■ Entries shown:

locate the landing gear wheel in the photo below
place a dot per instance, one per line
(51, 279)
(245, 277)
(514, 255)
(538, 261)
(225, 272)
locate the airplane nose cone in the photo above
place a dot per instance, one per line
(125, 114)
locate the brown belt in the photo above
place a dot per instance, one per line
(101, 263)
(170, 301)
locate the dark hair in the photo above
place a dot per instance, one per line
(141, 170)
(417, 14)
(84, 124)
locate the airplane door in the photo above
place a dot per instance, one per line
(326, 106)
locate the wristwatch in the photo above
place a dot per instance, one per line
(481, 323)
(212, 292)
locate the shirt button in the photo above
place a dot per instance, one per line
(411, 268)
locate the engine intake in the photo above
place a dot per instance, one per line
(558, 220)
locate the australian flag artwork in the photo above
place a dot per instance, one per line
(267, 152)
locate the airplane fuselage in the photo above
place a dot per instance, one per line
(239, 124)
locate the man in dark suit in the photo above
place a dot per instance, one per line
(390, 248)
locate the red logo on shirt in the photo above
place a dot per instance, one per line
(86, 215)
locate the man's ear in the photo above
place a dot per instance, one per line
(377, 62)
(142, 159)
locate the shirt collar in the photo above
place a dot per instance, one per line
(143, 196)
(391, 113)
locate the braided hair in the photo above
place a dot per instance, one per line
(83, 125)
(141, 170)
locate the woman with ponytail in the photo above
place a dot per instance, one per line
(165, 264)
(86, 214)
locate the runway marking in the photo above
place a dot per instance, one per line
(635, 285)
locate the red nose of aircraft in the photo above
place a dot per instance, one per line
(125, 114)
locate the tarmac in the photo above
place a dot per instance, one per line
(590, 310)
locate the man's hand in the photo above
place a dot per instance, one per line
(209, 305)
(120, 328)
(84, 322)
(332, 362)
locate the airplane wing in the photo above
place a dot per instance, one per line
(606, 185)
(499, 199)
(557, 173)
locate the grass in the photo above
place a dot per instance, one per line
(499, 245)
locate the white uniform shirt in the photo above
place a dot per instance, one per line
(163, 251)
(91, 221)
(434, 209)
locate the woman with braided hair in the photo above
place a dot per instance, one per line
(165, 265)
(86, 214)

■ Work to complete: Transcribe, word for word, every line from the one containing "locate the man's hand in the photo above" through the final line of the entries, and nothing else.

■ Expected answer:
locate the man's hand in the photo above
place a dot per instance, one per line
(209, 305)
(120, 328)
(84, 322)
(332, 362)
locate the airplane wing in the photo above
place a dot per instance, one per line
(606, 185)
(499, 199)
(557, 173)
locate the grass in the photo above
place a dot per instance, one per line
(499, 245)
locate the white uniform shirt in the photo above
place a dot per instance, one per line
(163, 251)
(91, 221)
(434, 209)
locate the woman with braided hair in the photo above
place a dot per instance, one per line
(165, 265)
(86, 214)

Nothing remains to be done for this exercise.